====== Supplied entries

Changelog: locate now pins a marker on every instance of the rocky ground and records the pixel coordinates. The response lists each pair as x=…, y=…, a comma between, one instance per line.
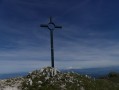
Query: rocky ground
x=51, y=79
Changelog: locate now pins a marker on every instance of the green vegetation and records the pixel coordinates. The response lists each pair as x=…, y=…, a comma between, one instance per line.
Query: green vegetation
x=44, y=80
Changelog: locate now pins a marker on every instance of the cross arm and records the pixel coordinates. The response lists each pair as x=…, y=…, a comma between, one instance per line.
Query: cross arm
x=43, y=25
x=58, y=26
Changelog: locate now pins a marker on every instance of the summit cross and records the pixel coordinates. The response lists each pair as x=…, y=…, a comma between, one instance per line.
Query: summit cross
x=51, y=26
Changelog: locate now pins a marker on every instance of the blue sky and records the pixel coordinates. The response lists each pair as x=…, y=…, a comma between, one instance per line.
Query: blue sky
x=89, y=37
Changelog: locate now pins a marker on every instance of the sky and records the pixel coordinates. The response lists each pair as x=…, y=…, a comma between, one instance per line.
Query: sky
x=89, y=37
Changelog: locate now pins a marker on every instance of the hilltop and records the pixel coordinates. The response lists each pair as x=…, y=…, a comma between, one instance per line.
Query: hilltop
x=52, y=79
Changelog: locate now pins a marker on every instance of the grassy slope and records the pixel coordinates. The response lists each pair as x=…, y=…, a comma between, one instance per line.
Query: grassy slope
x=72, y=81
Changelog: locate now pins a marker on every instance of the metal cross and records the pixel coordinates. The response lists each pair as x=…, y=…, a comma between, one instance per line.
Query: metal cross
x=51, y=26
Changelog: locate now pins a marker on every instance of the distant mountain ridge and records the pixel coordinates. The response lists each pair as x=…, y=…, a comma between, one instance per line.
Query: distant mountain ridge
x=49, y=78
x=93, y=72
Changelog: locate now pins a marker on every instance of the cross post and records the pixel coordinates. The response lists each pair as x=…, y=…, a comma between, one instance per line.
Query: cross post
x=51, y=26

============

[What you need to do]:
Pictures are to be left out. Everything else in the records must be written out exactly.

[Output for this exercise]:
Changelog: locate now pins a marker on every instance of the rocky ground and records the pixel coordinates. The response lists each pair as x=…, y=…, a comma between, one instance per line.
Query: rocky ground
x=51, y=79
Changelog: locate now pins a marker on every instance of the green vegetation and records the pixel coordinates. The response lists each pair as x=…, y=…, a comma between, one instance per line.
Query: green vegetation
x=44, y=80
Changelog: locate now pins a marker on every instance of the cross arm and records the pixel coordinates. The response lists each pair as x=…, y=…, a comma between, one instance per line.
Query: cross arm
x=43, y=25
x=58, y=26
Changelog: locate now pins a marker on every instance of the summit cross and records the pixel coordinates. The response lists each pair as x=…, y=…, a comma between, one instance per line.
Query: summit cross
x=51, y=26
Changelog: locate now pins a marker on every instance of the blue sky and records the pixel coordinates. The response lists each pair as x=…, y=…, a comma between, one instance per line.
Query: blue sky
x=89, y=37
Changelog: locate now pins a marker on every instance of the sky and records the pixel coordinates. The response lists each pair as x=…, y=…, a comma between, one instance per line.
Query: sky
x=89, y=37
Changelog: locate now pins a marker on every instance of the hilltop and records the pixel coordinates. The response lists each pair as x=…, y=…, a comma between, one instance per line.
Query: hilltop
x=52, y=79
Changelog: locate now pins a marker on every instance of the grassy slope and records the pixel coordinates. The response lists each pair as x=…, y=…, a comma between, one instance per line.
Query: grassy slope
x=72, y=81
Changelog: locate now pins a marker on every instance of the metal cross and records the pixel coordinates. The response lists each pair as x=…, y=…, a comma between, one instance per line.
Query: metal cross
x=51, y=26
Changelog: locate now pins a marker on every instance of the distant mountain ridge and records the pixel coordinates. The response lists each pair as x=…, y=…, a comma between, one instance per line.
Query: distant mountain ridge
x=49, y=78
x=93, y=72
Changelog: locate now pins a marker on every instance of the cross post and records the pixel coordinates. The response lists each pair as x=…, y=…, a comma between, one instance per line.
Query: cross post
x=51, y=26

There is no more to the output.